### TASK DIRECTIONS:
Would you transcribe the whole listing exactly and drop its images?

### INPUT RECORDS:
────────────────────────────────────────
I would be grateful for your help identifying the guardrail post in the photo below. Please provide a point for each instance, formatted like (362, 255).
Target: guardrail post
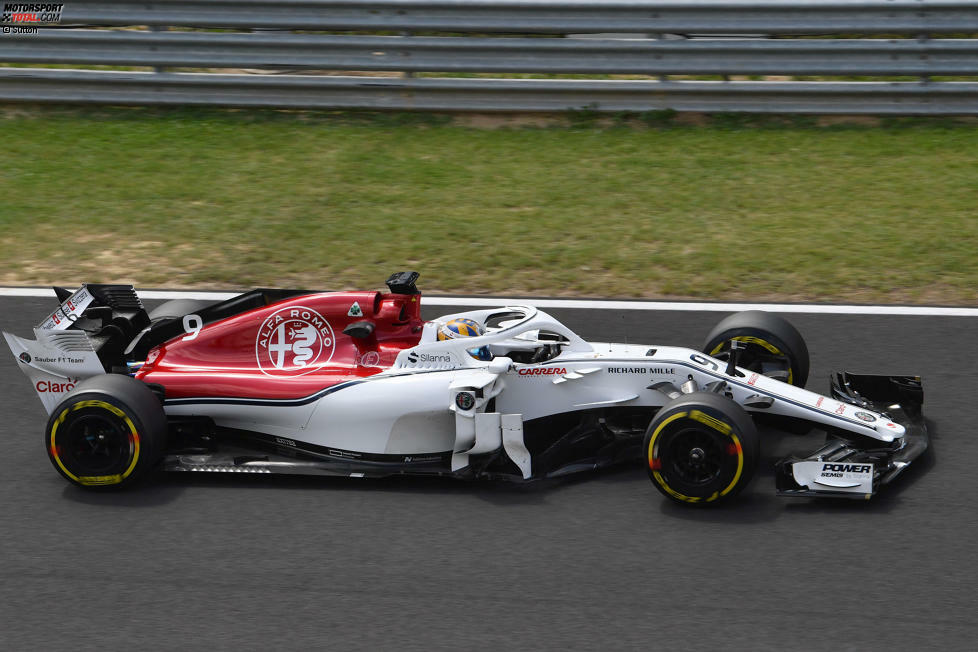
(158, 28)
(923, 38)
(407, 73)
────────────────────────────────────────
### SOLUTION:
I would be grateful for your help identifying the guardrail post in the photo below. Please provide a point for each instance, formatted like (362, 255).
Target: guardrail post
(158, 28)
(923, 38)
(407, 73)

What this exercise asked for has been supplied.